Exercise prompt ▸ Copy the listing below, replacing each "Reported" with "Marked" and keeping everything else the same. Leave the pictures out of your copy.

Data items ▸
● ● ●

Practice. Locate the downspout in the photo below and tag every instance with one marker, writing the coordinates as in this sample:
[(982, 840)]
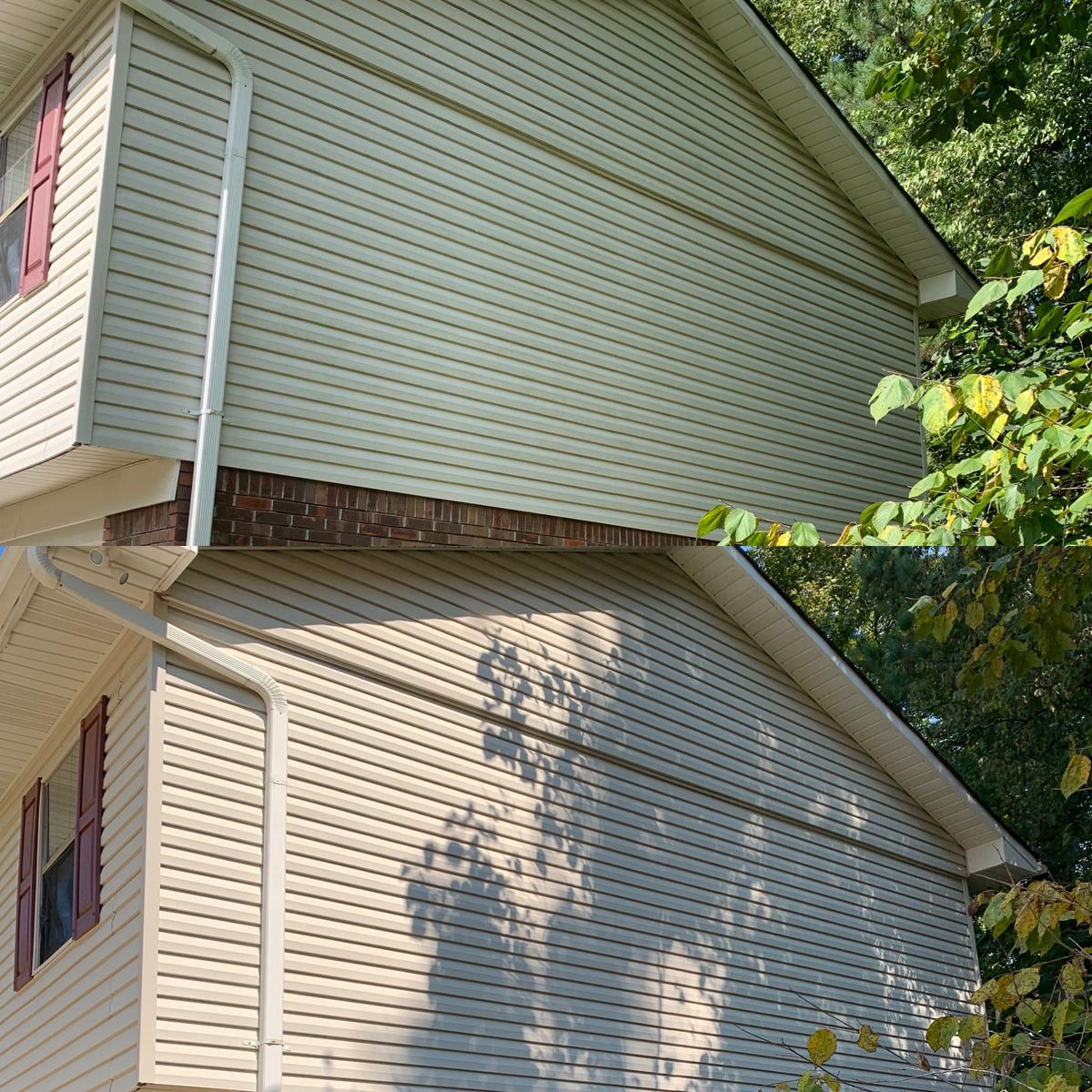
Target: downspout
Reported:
[(211, 414), (274, 800)]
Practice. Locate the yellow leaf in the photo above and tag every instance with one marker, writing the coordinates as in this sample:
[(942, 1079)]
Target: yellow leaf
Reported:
[(822, 1046), (983, 394), (1057, 279), (867, 1040), (1069, 245), (1077, 774)]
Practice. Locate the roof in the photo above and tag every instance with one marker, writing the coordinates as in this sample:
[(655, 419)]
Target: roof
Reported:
[(993, 852), (753, 47)]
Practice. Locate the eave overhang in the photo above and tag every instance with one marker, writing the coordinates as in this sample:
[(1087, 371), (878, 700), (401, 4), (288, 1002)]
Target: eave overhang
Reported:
[(753, 47), (994, 854)]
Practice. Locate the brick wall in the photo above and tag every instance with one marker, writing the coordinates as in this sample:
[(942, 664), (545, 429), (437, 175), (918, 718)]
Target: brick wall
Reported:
[(263, 511)]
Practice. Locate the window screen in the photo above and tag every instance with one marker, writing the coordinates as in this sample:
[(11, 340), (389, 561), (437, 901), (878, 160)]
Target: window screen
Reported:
[(57, 849), (16, 148)]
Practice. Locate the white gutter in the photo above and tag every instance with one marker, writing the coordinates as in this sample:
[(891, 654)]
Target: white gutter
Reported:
[(276, 798), (211, 414)]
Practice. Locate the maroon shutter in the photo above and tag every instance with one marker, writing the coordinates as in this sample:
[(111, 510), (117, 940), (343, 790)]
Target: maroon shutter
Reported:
[(86, 898), (27, 887), (39, 205)]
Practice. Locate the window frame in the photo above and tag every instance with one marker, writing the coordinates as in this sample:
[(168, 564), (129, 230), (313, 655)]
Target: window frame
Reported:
[(8, 121), (43, 865)]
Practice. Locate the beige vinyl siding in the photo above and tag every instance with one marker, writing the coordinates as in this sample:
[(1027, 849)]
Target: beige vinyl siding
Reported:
[(554, 257), (529, 836), (42, 336), (75, 1026), (156, 311)]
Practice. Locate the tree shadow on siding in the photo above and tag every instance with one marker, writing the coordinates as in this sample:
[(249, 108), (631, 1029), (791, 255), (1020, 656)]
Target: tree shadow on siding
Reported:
[(584, 928)]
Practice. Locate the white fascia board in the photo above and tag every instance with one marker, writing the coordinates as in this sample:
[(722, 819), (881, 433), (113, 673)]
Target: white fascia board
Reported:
[(735, 584), (68, 516)]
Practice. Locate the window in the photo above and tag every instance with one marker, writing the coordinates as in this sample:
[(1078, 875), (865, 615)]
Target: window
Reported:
[(57, 839), (59, 893), (16, 147)]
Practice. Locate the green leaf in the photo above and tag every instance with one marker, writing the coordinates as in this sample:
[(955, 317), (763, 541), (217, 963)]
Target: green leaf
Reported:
[(885, 513), (928, 484), (1073, 980), (1080, 207), (713, 520), (804, 534), (738, 524), (1026, 980), (822, 1046), (989, 293), (867, 1040), (1030, 279), (1077, 774), (893, 392), (939, 1033), (1003, 262)]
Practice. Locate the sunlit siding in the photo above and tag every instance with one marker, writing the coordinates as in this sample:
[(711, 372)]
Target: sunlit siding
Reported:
[(75, 1026), (42, 336), (555, 257), (156, 311), (552, 823)]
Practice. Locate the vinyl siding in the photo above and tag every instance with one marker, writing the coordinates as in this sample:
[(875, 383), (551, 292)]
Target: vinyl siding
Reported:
[(42, 336), (156, 310), (533, 834), (75, 1027), (555, 257)]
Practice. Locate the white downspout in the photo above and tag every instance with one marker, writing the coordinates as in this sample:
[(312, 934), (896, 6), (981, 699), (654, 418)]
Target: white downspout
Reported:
[(276, 796), (211, 415)]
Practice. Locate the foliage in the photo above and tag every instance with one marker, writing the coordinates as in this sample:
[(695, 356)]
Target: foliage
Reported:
[(1006, 715), (971, 61), (1027, 1026), (1008, 404), (978, 187)]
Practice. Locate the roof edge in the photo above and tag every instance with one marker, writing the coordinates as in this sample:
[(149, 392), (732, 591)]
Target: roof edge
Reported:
[(749, 42), (736, 584)]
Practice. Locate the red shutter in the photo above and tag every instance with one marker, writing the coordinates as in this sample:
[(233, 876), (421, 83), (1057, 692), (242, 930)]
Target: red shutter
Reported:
[(27, 888), (86, 898), (39, 205)]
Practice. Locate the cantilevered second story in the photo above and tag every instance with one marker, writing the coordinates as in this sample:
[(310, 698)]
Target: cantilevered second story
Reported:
[(557, 272)]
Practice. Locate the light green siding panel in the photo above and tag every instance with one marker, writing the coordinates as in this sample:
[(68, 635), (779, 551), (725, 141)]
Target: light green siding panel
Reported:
[(159, 272), (554, 257)]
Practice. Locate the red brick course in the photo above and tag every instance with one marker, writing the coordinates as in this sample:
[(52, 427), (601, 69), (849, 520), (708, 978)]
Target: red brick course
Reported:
[(268, 511)]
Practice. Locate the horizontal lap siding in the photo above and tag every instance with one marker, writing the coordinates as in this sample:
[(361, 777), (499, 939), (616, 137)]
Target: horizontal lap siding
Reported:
[(576, 267), (476, 904), (42, 336), (75, 1027), (210, 885), (157, 306)]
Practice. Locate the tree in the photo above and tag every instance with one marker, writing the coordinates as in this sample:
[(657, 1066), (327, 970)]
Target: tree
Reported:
[(988, 655), (953, 94)]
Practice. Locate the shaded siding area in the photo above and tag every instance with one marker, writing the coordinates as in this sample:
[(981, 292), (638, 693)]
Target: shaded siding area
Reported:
[(42, 336), (156, 311), (554, 257), (554, 824), (75, 1026)]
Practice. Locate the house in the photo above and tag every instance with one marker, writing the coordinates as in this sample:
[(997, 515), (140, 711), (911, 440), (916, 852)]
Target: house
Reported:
[(561, 272), (381, 820)]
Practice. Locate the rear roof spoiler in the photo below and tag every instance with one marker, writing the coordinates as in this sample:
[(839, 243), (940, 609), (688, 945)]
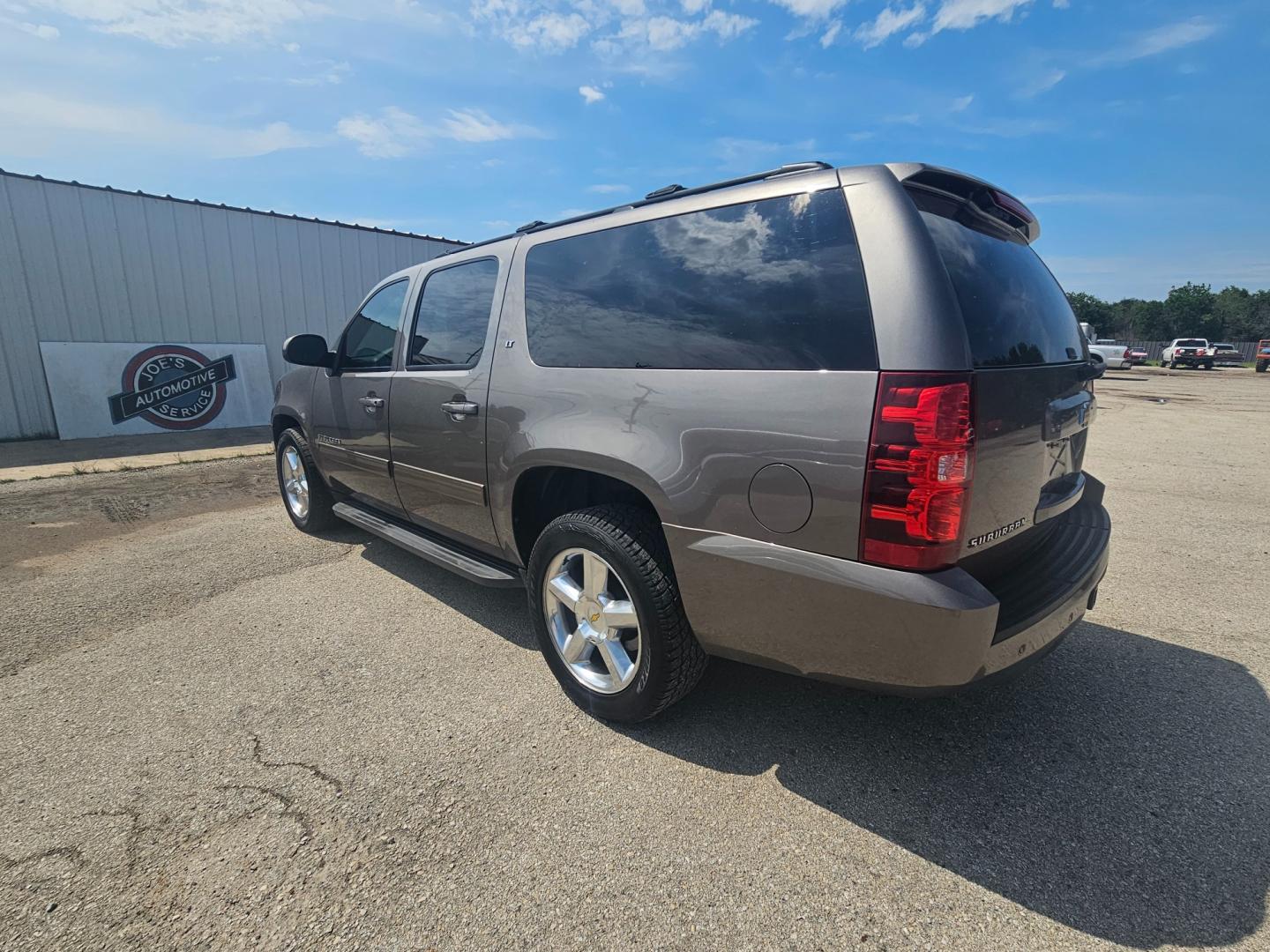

● ● ●

Answer to the exercise ▸
Practice. Locate the downspout in the photo below and tag every instance with one marker, writing the coordinates as in this sample:
[(982, 840)]
Target: downspout
Marked:
[(211, 414), (274, 800)]
Practice. Locate the yellow leaf in the photo above and tag every instance with one marker, writing the coordinates as in this sample:
[(942, 1079)]
Target: yellow leaf
Marked:
[(822, 1046), (983, 394), (1057, 279), (867, 1040), (1069, 245), (1077, 774)]
Practice. Locate the roof in the photo above and tag every instance with one marker, writing the coordinates as in this sample:
[(655, 419)]
Target: roof
Marked:
[(993, 852), (753, 47)]
Practice. Locate the eave overhang in the photo above and tag every instance with one marker, writing the coordinates as in this sample:
[(1087, 371), (878, 700), (401, 4), (288, 1002)]
Target: eave overhang
Marked:
[(753, 47), (994, 854)]
Practice. Locate the brick wall in the photo above and tag every instance with one marker, writing the coordinates as in this sample:
[(942, 664), (545, 429), (437, 175), (918, 718)]
Target: brick wall
Marked:
[(263, 511)]
Practice. Locate the window screen in the photo above and tag every instance with one marker, writing the coordinates as in this sample:
[(11, 340), (389, 561), (437, 901), (878, 160)]
Target: window screen
Marked:
[(57, 849), (16, 148)]
Practice. Locate the white gutter in the photo above and tag every instance with one marker, writing the coordinates as in this sample:
[(891, 654)]
Target: white gutter
Marked:
[(276, 798), (211, 414)]
Practice. Locate the maroon shutter in the photo above and tag every instance with one marker, writing the coordinates as in this sample:
[(111, 510), (117, 940), (343, 790)]
Target: maroon shutter
Marked:
[(86, 898), (27, 887), (39, 205)]
Practice. Locate the window frame in the photo above and tag every instance with one marker, writing the coordinates as in this sample:
[(168, 564), (129, 230), (313, 655)]
Target: window frame
Marked:
[(8, 121), (43, 865)]
Practice. Locate the beige vinyl siding in the photo above and tag every instance with one marker, writing the coordinates as in this sample:
[(1027, 849)]
Target: beige vinyl siding
Marked:
[(554, 257), (529, 836), (42, 336), (75, 1026), (156, 311)]
Practice. Locate the tree shadow on siding in the photo above and tag every instance with one marker, writing the coordinates as in this sample:
[(249, 108), (631, 1029), (791, 255), (1020, 656)]
Target: tree shadow on siding
Marked:
[(584, 928)]
Practice. Locate the white fascia board in the photo above and tag every instance with one marker, writing the coordinates as in this sample:
[(722, 819), (881, 433), (113, 673)]
Target: white fascia board
Marked:
[(735, 584), (68, 516)]
Practice. Locate the window in the photo above and tag every instance with one marker, writing the coordinates as in this sample:
[(1078, 875), (865, 615)]
Target: window
Marked:
[(57, 839), (59, 893), (16, 147)]
Practice. Locate the green leaf in the photo above and tag every instance with one marker, writing the coordinates as in this sample:
[(955, 317), (763, 541), (217, 963)]
Target: green leaf
Marked:
[(885, 513), (928, 484), (1073, 980), (1080, 207), (713, 520), (804, 534), (738, 524), (1026, 980), (822, 1046), (989, 293), (867, 1040), (1030, 279), (1077, 774), (893, 392), (939, 1033), (1003, 262)]
Practice. Locate the sunlit siding in the photo above and tag every instance with one marker, writing the coordinates as in this sample:
[(711, 372)]
Target: sunlit siding
Marked:
[(75, 1026), (42, 336), (555, 257), (156, 311), (552, 823)]
Practice. Locate the vinyl siding in the photo above and tag every instance with one marker, writing the coordinates as in this sample:
[(875, 383), (551, 292)]
Target: vinyl siding
Marked:
[(42, 336), (156, 310), (533, 834), (75, 1027), (555, 257)]
Practice. Locate the white downspout in the photo above and tag every instance with one marker, writing the coordinates as in this sample:
[(312, 934), (896, 6), (981, 699), (654, 418)]
Target: white downspout
Marked:
[(276, 796), (211, 415)]
Practice. Locate the foliage in the photo above and tag every instance with one marker, writing the coordinates as in this sample:
[(695, 356)]
Target: foliage
Marked:
[(1006, 715), (971, 61), (1027, 1026), (1008, 404), (978, 187)]
Practice. Locate the roof edge in the photo above and tag every instance with one marker, writing the coordinates as in this sample:
[(149, 392), (732, 591)]
Target: roof edge
Marked:
[(749, 42), (736, 584)]
Practice. Locate the red shutter in the photo above and tag every instance with one marker, writing the coordinates as in this sample:
[(233, 876), (421, 83), (1057, 692), (242, 930)]
Target: red shutter
Marked:
[(27, 888), (86, 898), (39, 205)]
Practice. Locate the cantilevered second story in the photo above and tag every instance with one marker, writing the coordinates as in this sample:
[(310, 698)]
Target: cantilevered second story
Marked:
[(557, 272)]
Practice. Locate the light green siding panel in the photo above and tag every instance with one marker, writing the coordinates as in this sample:
[(68, 635), (779, 551), (725, 141)]
Target: light green siding panel
Marked:
[(159, 272), (554, 257)]
Practice. Locate the red brick course in the photo above and tag every instance with one marker, writing the coordinates as in this sample:
[(52, 427), (601, 69), (849, 520), (708, 978)]
Target: red brick course
Marked:
[(268, 511)]
Practice. Locate the horizontal lap siding in the photo above and tag every instance with one marker, writing the coordinates as in this sample:
[(361, 777), (499, 939), (616, 137)]
Target: horizontal lap siding
Marked:
[(576, 267), (476, 904), (42, 336), (75, 1027), (210, 885), (157, 306)]
Practice. Locate the tree in the photo above and tag every instance with one marker, writing the coordinates as in this sample:
[(657, 1066), (327, 970)]
Target: tree
Marked:
[(988, 655), (953, 94)]
Practice. Locate the shaded siding area in the photo above and tag every instance with one marker, writing the coordinates as in this sample:
[(981, 292), (638, 693)]
Target: shaded siding area
Marked:
[(42, 336), (156, 311), (554, 257), (554, 824), (75, 1026)]
Practice. Locate the house in the photo above and tag every instance with one marker, writing the coordinates as in this sample:
[(997, 515), (140, 711), (911, 440), (916, 852)]
Target: house
Marked:
[(561, 272), (381, 820)]
Practice. Locate the rear roof spoiler in the photo below and tag every instance with one marker, writing the coordinates as in this sample:
[(839, 243), (940, 609), (688, 945)]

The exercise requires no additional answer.